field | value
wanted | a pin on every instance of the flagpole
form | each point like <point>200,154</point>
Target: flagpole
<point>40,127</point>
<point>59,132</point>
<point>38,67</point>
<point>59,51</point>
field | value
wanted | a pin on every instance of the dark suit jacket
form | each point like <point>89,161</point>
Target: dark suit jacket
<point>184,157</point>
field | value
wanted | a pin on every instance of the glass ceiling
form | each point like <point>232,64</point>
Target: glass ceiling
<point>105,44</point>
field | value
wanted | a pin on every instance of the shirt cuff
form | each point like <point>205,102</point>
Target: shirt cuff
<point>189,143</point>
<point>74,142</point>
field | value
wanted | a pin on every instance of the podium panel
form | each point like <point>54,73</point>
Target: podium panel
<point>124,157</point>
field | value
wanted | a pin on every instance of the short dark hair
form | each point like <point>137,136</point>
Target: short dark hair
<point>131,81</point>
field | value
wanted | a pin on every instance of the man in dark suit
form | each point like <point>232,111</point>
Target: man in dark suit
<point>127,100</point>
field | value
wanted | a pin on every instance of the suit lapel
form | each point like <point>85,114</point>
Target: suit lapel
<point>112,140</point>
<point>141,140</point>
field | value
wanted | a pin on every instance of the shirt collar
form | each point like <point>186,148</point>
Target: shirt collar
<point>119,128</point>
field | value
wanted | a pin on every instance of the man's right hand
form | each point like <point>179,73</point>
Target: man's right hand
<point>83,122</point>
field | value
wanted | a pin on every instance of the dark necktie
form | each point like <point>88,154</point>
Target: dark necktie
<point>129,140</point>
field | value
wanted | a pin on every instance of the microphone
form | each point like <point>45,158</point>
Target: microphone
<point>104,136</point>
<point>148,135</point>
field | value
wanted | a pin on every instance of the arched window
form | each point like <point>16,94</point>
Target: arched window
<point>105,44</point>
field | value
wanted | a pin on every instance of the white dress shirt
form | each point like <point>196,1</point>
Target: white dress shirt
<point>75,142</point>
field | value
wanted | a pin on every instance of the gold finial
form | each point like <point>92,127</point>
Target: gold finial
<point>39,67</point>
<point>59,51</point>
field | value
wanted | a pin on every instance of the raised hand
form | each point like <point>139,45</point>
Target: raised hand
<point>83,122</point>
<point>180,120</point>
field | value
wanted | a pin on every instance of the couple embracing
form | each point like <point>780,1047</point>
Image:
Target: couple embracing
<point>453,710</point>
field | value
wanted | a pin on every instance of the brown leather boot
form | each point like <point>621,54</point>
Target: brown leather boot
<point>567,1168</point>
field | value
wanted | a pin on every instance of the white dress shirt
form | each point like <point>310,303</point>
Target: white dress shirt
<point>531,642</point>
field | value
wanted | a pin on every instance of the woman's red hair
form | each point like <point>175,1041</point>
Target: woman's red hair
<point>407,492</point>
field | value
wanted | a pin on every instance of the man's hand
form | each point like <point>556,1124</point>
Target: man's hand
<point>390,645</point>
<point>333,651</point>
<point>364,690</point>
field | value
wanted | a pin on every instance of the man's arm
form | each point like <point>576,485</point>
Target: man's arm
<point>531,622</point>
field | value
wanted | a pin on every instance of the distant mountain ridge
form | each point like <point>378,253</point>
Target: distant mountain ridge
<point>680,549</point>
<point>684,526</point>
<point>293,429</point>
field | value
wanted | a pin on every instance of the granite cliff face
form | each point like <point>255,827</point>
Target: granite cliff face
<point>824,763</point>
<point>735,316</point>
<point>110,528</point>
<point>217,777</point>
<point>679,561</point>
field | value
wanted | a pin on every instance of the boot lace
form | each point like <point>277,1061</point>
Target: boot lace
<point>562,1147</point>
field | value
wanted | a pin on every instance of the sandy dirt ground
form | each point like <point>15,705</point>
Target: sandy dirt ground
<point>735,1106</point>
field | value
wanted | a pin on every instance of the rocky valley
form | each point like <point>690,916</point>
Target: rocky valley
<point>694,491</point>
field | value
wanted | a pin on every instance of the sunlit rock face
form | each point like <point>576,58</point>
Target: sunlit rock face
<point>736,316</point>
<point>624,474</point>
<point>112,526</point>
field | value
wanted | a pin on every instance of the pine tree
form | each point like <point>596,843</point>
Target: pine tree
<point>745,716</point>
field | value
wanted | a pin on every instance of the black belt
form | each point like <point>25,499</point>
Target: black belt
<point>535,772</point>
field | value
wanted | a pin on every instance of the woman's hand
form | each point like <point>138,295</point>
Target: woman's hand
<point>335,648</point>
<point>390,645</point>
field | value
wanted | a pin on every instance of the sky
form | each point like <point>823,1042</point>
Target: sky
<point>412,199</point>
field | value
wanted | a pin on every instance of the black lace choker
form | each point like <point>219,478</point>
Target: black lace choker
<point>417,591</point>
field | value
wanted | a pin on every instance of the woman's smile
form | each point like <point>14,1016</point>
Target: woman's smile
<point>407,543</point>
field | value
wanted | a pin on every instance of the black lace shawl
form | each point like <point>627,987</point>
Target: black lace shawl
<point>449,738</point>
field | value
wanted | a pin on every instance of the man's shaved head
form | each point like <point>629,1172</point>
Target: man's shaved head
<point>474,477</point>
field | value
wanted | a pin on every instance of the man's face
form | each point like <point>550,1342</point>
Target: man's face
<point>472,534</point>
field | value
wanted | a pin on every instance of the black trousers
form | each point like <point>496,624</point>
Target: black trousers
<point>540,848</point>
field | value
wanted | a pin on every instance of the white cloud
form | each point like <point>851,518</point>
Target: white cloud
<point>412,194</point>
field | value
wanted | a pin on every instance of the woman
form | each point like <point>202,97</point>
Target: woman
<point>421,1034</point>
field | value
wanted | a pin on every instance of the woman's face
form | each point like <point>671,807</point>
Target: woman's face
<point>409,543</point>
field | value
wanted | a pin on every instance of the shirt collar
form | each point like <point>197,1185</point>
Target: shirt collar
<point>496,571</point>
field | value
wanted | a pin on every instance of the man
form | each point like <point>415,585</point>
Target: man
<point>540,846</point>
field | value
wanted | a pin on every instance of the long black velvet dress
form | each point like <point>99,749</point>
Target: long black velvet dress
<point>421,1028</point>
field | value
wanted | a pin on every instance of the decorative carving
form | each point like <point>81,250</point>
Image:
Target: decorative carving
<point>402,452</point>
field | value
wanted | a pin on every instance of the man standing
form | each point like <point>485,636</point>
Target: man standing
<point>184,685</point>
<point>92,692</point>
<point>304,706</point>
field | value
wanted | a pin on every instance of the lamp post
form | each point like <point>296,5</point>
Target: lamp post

※

What you should do: Can you recast every line of the items above as a numbered list, leaving out any blank lines?

Written reply:
1. field | value
2. wanted | a pin on every instance of the flagpole
3. form | each point like <point>200,154</point>
4. Target: flagpole
5. <point>40,127</point>
6. <point>59,132</point>
7. <point>38,67</point>
8. <point>59,51</point>
9. field | value
10. wanted | a pin on every instance of the dark suit jacket
11. form | each point like <point>89,161</point>
12. Target: dark suit jacket
13. <point>184,157</point>
14. field | value
15. wanted | a pin on every instance of the glass ceiling
16. form | each point like <point>232,64</point>
17. Target: glass ceiling
18. <point>105,44</point>
19. field | value
20. wanted | a pin on every instance of the shirt cuff
21. form | each point like <point>205,102</point>
22. Target: shirt cuff
23. <point>189,143</point>
24. <point>74,142</point>
25. field | value
26. wanted | a pin on every instance of the podium panel
27. form | each point like <point>54,73</point>
28. Target: podium panel
29. <point>124,157</point>
30. field | value
31. wanted | a pin on every instance of the short dark hair
32. form | each point like <point>137,136</point>
33. Target: short dark hair
34. <point>131,81</point>
35. field | value
36. wanted | a pin on every instance of the man in dark suit
37. form | each point like <point>232,111</point>
38. Target: man in dark suit
39. <point>127,100</point>
40. field | value
41. wanted | a pin on every instance of the suit lapel
42. form | each point like <point>85,114</point>
43. Target: suit lapel
44. <point>112,140</point>
45. <point>141,140</point>
46. field | value
47. wanted | a pin on every instance of the shirt collar
48. form | each point like <point>186,148</point>
49. Target: shirt collar
50. <point>119,128</point>
51. field | value
52. wanted | a pin on every instance of the man's right hand
53. form | each point like <point>179,73</point>
54. Target: man's right hand
55. <point>83,122</point>
56. field | value
57. wanted | a pin on every instance of the dark necktie
58. form | each point like <point>88,154</point>
59. Target: dark necktie
60. <point>129,140</point>
61. field | value
62. wanted | a pin on every instance of the microphone
63. form | each point like <point>45,158</point>
64. Target: microphone
65. <point>104,136</point>
66. <point>148,135</point>
67. field | value
68. wanted | a pin on every instance of the arched window
69. form | each point like <point>16,94</point>
70. Target: arched window
71. <point>105,44</point>
72. field | value
73. wanted | a pin on every instance of the white dress shirt
74. form | each point like <point>196,1</point>
75. Target: white dress shirt
76. <point>75,142</point>
77. field | value
78. wanted | a pin on every instance of the gold finial
79. form | each point like <point>92,127</point>
80. Target: gold finial
81. <point>39,67</point>
82. <point>59,51</point>
83. field | value
84. wanted | a pin on every instance of the raised hand
85. form | each point like <point>139,45</point>
86. Target: raised hand
87. <point>83,122</point>
88. <point>180,120</point>
89. field | value
90. wanted | a pin on every instance of the couple embracing
91. form | each point like <point>780,1047</point>
92. Image:
93. Target: couple embracing
94. <point>453,710</point>
95. field | value
96. wanted | a pin on every instance of the brown leather boot
97. form | each point like <point>621,54</point>
98. Target: brown leather boot
99. <point>567,1168</point>
100. field | value
101. wanted | a pin on every instance of the white dress shirt
102. form | each point like <point>310,303</point>
103. Target: white dress shirt
104. <point>531,642</point>
105. field | value
106. wanted | a pin on every instance of the woman's red hair
107. form | each point like <point>175,1041</point>
108. Target: woman's red hair
109. <point>407,492</point>
110. field | value
111. wanted | a pin on every instance of the man's hand
112. form | each point like <point>556,1124</point>
113. Target: man's hand
114. <point>390,645</point>
115. <point>333,651</point>
116. <point>364,690</point>
117. field | value
118. wanted | a pin on every instance of the man's arm
119. form | each point like <point>576,485</point>
120. Target: man's arm
121. <point>531,622</point>
122. field | value
123. wanted | a pin on every instance of the distant mountain ridge
124. form | each point like <point>378,253</point>
125. Target: distant mountain ridge
126. <point>680,549</point>
127. <point>684,526</point>
128. <point>293,429</point>
129. field | value
130. wanted | a pin on every instance of the granite cliff face
131. form | each point like <point>255,827</point>
132. Target: granite cliff face
133. <point>824,763</point>
134. <point>735,316</point>
135. <point>110,528</point>
136. <point>217,777</point>
137. <point>679,561</point>
138. field | value
139. wanted | a pin on every instance of the boot lace
140. form | each point like <point>277,1061</point>
141. Target: boot lace
142. <point>562,1147</point>
143. field | value
144. wanted | a pin on every instance of the sandy dirt ground
145. form | each point like <point>15,705</point>
146. Target: sandy dirt ground
147. <point>735,1106</point>
148. field | value
149. wanted | a pin on every instance of the rocky valley
150. form | each point like <point>690,916</point>
151. Target: rocky valley
152. <point>694,491</point>
153. field | value
154. wanted | a pin on every instance of the sunlit rock face
155. form | each point like <point>576,58</point>
156. Target: sunlit rock face
157. <point>736,316</point>
158. <point>624,474</point>
159. <point>112,526</point>
160. field | value
161. wanted | a pin on every instance of the pine tree
162. form | each point like <point>596,843</point>
163. Target: pine tree
164. <point>745,716</point>
165. field | value
166. wanted | a pin on every instance of the black belt
167. form | each point like <point>25,499</point>
168. Target: black belt
169. <point>535,772</point>
170. field | value
171. wanted | a pin on every instance of the woman's hand
172. form | each point like <point>138,295</point>
173. Target: woman's hand
174. <point>335,648</point>
175. <point>390,645</point>
176. field | value
177. wanted | a pin on every instance of the sky
178. form | each point like <point>823,1042</point>
179. Target: sky
180. <point>412,199</point>
181. field | value
182. wanted | a pin on every instance of the black lace choker
183. form | each point like <point>219,478</point>
184. Target: black lace choker
185. <point>417,591</point>
186. field | value
187. wanted | a pin on every instance of the woman's smile
188. form | each point like <point>14,1016</point>
189. Target: woman's smile
190. <point>407,543</point>
191. field | value
192. wanted | a pin on every instance of the black lace shawl
193. form | each point like <point>627,987</point>
194. Target: black lace shawl
195. <point>449,738</point>
196. field | value
197. wanted | a pin on every instance of the man's shaved head
198. form | each point like <point>629,1172</point>
199. Target: man's shaved head
200. <point>474,477</point>
201. field | value
202. wanted | a pin on every instance of the man's face
203. form | each point like <point>550,1342</point>
204. Target: man's face
205. <point>472,534</point>
206. field | value
207. wanted | a pin on every instance of the black trousers
208. form | each point like <point>496,624</point>
209. Target: black trousers
210. <point>540,848</point>
211. field | value
212. wanted | a pin on every instance of the white cloud
213. form | each point like <point>851,518</point>
214. Target: white cloud
215. <point>412,194</point>
216. field | value
217. wanted | a pin on every instance of the woman
218. form | each point like <point>202,97</point>
219. Target: woman
220. <point>421,1034</point>
221. field | value
222. wanted | a pin on every instance of the woman's face
223. form | each point like <point>671,807</point>
224. Target: woman's face
225. <point>409,543</point>
226. field | value
227. wanted | a pin on every instance of the shirt collar
228. form | each point like <point>197,1185</point>
229. Target: shirt collar
230. <point>496,571</point>
231. field | value
232. wanted | a pin on every instance of the man
233. form | each point like <point>415,585</point>
234. Target: man
235. <point>540,846</point>
236. field | value
237. wanted | a pin on every instance of the long black velvet dress
238. form | each point like <point>99,749</point>
239. Target: long black velvet dress
240. <point>421,1028</point>
241. field | value
242. wanted | a pin on every instance of the decorative carving
243. form | each point like <point>81,250</point>
244. Image:
245. Target: decorative carving
246. <point>402,452</point>
247. field | value
248. wanted | a pin on every instance of the man standing
249. form | each point like <point>485,636</point>
250. Target: man standing
251. <point>184,685</point>
252. <point>92,692</point>
253. <point>304,706</point>
254. field | value
255. wanted | a pin on every instance of the lamp post
256. form | each point like <point>296,5</point>
257. Target: lamp post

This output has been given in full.